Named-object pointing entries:

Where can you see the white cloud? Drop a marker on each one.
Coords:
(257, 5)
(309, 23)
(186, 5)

Direction: Edit the entries by replacing "white cloud" with "gray cloud" and leave every other line unchanged.

Expected answer:
Where can you see the gray cloud? Drop a marker on each one.
Coords:
(257, 5)
(309, 23)
(186, 5)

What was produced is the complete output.